** Begin RECORDS FOR THIS EXERCISE **
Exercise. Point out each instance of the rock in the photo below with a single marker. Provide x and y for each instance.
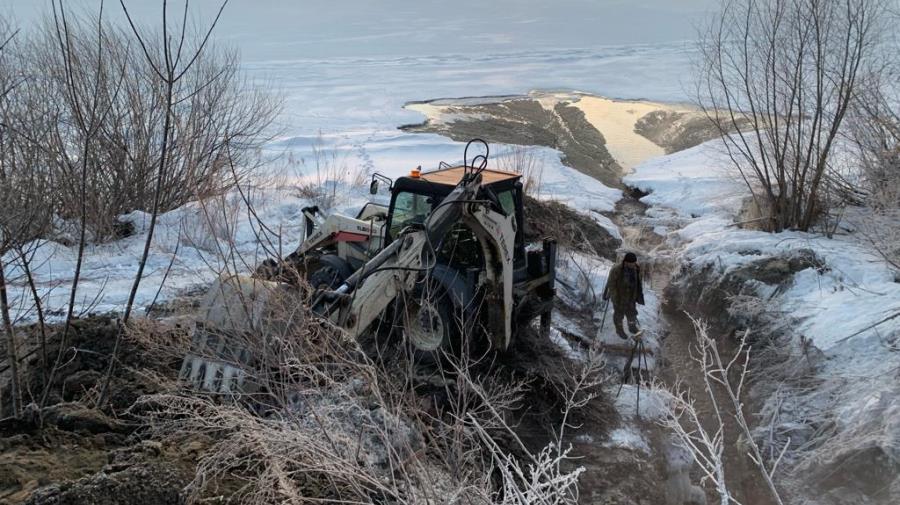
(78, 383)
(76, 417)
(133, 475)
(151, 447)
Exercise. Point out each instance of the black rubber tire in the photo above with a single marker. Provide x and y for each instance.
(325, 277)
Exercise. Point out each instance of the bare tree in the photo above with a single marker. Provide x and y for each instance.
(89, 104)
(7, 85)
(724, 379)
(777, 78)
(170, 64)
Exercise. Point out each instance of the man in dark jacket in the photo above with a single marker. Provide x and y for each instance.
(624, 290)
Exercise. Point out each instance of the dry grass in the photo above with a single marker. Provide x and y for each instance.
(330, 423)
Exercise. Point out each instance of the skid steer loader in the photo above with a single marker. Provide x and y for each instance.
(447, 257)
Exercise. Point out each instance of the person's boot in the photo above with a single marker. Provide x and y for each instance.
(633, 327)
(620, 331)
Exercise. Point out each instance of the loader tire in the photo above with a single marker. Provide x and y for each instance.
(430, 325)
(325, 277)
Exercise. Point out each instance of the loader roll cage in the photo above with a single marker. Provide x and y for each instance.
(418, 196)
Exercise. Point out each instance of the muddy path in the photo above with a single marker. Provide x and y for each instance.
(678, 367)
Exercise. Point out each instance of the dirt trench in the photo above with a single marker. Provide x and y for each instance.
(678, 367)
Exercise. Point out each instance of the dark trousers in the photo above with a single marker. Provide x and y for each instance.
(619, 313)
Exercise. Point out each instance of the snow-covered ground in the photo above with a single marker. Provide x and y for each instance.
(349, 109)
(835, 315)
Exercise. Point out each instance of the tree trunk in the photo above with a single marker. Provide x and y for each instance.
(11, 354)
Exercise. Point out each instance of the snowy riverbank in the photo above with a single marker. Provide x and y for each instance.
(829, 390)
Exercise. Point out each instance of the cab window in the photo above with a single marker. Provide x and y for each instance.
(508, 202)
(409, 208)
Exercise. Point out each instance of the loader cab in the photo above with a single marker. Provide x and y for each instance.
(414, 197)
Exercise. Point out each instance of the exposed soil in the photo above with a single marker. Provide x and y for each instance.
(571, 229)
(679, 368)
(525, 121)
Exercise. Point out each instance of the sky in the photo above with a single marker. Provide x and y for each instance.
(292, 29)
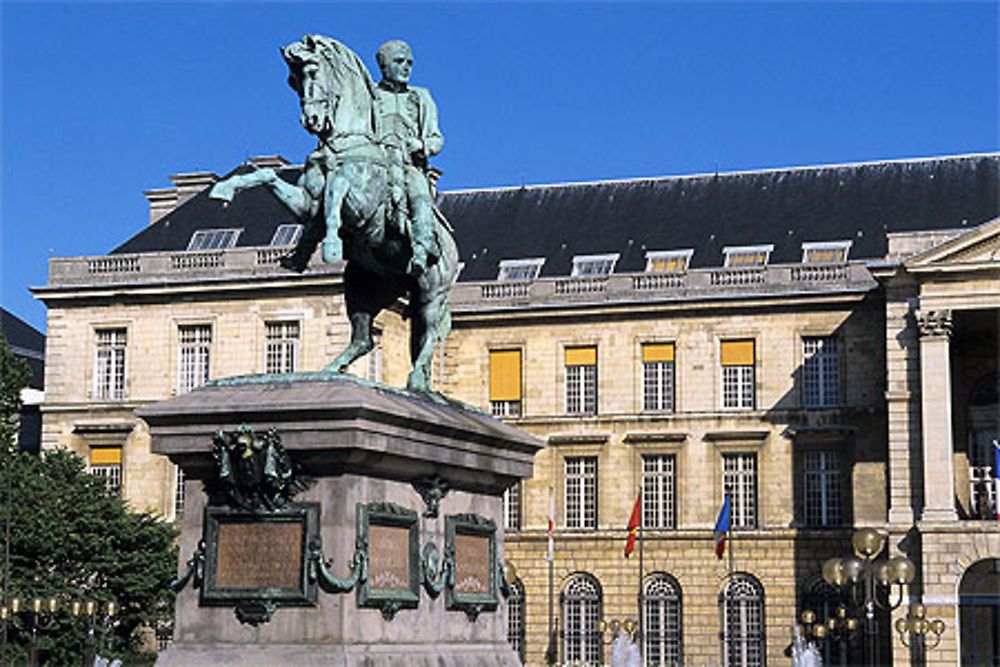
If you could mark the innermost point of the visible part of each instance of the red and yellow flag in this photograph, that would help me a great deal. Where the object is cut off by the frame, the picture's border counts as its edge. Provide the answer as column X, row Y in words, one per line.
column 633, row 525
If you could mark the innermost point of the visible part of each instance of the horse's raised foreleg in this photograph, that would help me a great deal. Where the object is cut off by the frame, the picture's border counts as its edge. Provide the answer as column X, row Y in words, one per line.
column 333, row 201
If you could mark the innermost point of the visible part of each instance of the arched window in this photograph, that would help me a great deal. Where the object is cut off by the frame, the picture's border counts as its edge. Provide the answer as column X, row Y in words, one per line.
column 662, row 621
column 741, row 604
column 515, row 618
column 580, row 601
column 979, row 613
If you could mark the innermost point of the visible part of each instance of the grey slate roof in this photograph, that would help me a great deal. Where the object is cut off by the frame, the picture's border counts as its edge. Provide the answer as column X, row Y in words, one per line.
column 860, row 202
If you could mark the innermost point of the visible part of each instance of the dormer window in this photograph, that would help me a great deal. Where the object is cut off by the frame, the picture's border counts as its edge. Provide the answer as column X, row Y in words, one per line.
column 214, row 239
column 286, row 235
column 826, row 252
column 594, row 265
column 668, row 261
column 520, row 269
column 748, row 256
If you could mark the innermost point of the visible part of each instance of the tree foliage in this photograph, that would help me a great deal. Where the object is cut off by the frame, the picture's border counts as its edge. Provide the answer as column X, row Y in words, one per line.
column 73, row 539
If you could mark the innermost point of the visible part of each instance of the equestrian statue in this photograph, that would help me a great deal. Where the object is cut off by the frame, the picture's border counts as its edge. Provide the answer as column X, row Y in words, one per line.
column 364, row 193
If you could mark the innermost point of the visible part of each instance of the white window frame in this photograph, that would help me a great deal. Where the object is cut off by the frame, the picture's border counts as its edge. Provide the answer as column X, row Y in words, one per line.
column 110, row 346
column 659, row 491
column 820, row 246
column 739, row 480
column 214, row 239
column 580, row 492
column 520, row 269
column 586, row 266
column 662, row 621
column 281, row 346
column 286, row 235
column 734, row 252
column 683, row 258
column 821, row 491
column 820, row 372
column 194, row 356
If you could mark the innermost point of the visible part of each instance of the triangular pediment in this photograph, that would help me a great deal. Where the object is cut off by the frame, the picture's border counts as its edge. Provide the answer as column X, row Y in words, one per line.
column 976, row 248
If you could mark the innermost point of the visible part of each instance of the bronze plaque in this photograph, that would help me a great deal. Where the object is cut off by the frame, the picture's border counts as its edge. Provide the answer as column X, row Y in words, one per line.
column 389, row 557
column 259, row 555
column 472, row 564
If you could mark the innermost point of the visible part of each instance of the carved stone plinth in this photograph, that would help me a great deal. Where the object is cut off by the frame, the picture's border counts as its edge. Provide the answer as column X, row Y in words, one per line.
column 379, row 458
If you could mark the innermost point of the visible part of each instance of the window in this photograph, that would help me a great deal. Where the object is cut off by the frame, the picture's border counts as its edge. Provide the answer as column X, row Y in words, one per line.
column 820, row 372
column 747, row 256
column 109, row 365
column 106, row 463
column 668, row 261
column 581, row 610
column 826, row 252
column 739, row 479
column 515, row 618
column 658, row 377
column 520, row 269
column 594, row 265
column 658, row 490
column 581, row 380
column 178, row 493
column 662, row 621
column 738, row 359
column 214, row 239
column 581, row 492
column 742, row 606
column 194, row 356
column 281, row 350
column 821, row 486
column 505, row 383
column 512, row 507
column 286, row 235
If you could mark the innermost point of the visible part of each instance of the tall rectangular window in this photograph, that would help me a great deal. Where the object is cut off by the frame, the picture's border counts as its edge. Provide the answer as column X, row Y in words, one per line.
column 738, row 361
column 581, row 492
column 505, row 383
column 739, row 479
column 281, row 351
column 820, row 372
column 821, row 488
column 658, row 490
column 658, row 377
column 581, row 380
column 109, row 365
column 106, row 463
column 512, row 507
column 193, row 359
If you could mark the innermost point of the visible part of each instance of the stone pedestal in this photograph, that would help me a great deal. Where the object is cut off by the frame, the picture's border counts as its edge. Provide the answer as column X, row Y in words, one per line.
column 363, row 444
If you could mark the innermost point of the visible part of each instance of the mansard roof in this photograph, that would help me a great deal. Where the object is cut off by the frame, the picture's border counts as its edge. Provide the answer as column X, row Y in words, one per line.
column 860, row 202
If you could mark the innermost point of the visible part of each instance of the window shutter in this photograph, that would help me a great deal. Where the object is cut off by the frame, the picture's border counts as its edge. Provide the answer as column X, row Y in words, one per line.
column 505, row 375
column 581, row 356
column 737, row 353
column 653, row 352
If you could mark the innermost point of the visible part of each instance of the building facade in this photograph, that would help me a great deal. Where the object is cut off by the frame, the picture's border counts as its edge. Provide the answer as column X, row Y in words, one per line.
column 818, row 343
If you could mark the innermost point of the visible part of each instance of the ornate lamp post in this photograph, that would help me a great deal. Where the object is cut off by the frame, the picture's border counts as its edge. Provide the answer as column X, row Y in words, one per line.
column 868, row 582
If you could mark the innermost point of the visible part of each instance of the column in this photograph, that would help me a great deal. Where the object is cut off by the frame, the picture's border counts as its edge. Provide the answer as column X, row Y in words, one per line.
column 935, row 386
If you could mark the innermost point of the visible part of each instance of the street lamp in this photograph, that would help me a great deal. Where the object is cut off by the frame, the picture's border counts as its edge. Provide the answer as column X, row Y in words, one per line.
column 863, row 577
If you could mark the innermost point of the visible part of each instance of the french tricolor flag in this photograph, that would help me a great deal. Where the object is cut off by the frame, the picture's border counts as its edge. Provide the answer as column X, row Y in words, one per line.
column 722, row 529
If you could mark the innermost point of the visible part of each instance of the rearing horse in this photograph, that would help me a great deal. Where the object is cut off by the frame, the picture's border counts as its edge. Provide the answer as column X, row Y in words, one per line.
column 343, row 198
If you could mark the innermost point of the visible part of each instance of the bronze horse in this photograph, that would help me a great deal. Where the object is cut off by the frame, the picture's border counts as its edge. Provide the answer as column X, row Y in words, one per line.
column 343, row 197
** End RECORDS FOR THIS EXERCISE **
■ **WORK REQUIRED**: Can you reproduce everything in the material above, from the line containing "of the carved" down to the line containing "column 379, row 458", with both of those lines included?

■ **EXERCISE SOLUTION**:
If you could mark the innermost point of the visible part of each instance of the carved stone plinth in this photograph, that would help me a great deal. Where the object is cut off by the frame, the picture's border counts as its edge. Provide the answer as column X, row Y in words, one per line.
column 379, row 458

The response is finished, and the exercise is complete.